Given problem. Report each line of the entries below that contains the word "noun", copied in full. Case counts.

======== Dataset

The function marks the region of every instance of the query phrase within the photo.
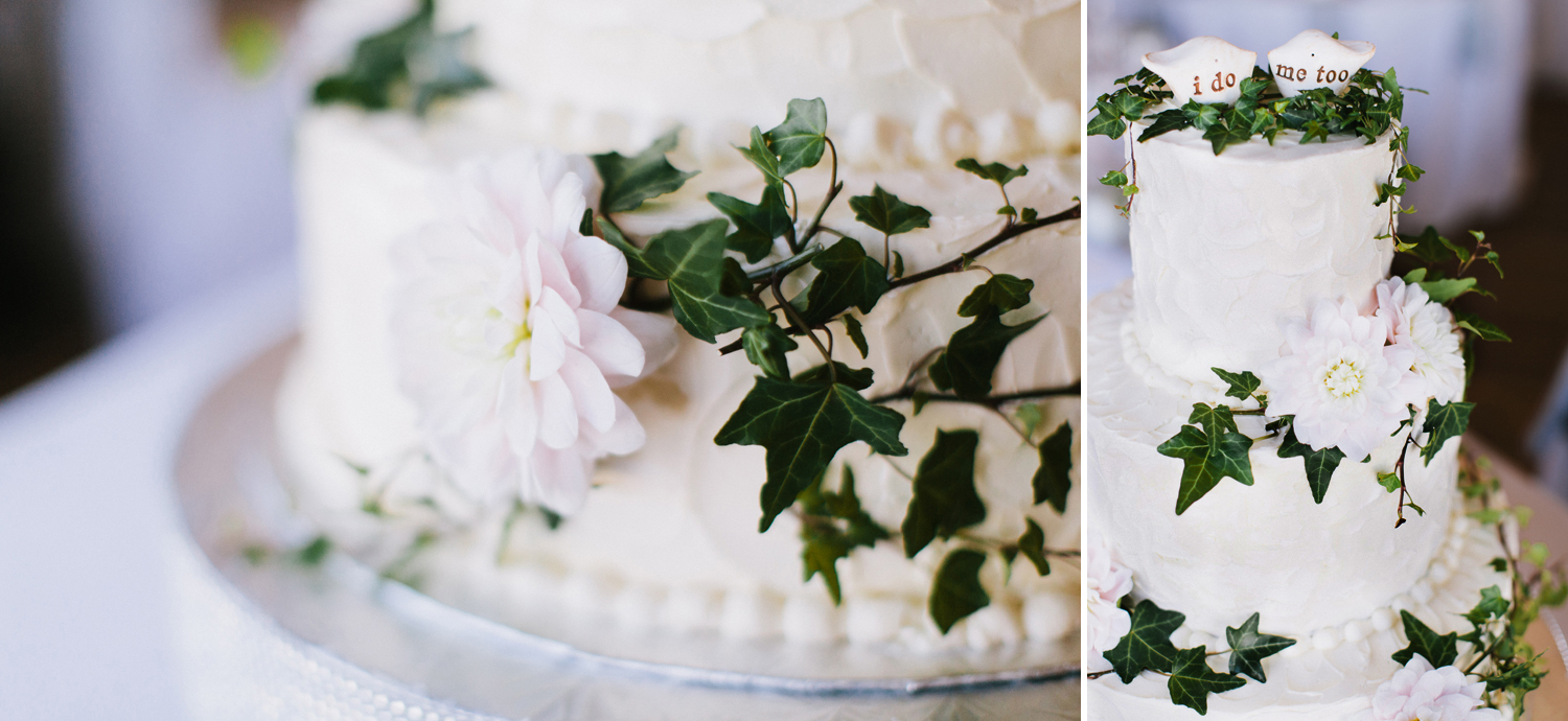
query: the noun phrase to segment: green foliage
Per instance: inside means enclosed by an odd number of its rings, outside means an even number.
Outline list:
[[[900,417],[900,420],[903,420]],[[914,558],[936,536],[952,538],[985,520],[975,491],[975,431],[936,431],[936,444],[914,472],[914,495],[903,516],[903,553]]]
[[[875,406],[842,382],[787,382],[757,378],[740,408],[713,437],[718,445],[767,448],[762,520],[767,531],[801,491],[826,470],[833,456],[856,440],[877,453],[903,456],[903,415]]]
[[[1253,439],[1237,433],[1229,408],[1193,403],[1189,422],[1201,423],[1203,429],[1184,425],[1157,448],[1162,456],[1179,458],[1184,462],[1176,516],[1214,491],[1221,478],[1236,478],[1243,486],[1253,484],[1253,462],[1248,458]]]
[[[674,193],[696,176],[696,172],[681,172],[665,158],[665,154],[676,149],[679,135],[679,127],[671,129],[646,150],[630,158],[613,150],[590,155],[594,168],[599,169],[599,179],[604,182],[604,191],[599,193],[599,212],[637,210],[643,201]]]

================
======== Dataset

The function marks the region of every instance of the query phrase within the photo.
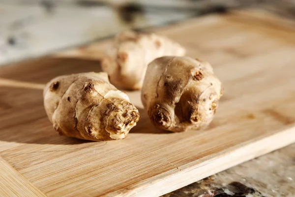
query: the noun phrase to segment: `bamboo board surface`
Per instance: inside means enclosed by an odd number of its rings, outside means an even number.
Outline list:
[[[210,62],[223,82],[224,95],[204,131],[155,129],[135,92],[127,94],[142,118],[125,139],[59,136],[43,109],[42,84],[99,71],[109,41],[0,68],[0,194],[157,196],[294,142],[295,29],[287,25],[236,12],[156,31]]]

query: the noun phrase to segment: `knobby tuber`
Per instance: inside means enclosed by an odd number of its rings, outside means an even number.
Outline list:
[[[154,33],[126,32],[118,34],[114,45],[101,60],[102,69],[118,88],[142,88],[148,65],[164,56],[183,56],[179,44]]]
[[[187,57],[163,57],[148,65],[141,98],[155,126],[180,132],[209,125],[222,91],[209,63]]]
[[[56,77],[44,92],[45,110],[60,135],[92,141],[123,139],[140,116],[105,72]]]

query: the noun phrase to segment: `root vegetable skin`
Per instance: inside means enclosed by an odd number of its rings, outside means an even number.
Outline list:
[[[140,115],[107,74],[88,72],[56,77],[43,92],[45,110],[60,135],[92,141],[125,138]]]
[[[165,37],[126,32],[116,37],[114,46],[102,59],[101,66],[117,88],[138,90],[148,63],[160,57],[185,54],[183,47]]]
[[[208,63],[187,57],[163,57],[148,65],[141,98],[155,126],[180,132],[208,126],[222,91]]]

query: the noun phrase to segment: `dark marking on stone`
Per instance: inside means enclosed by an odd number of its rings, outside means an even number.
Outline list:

================

Right answer.
query: the noun phrase to segment: green foliage
query: the noun phrase to segment: `bamboo board surface`
query: the noun phrase to segment: `knobby tuber`
query: the noun phrase to segment: `root vegetable skin`
query: the noun phrase to segment: `dark marking on stone`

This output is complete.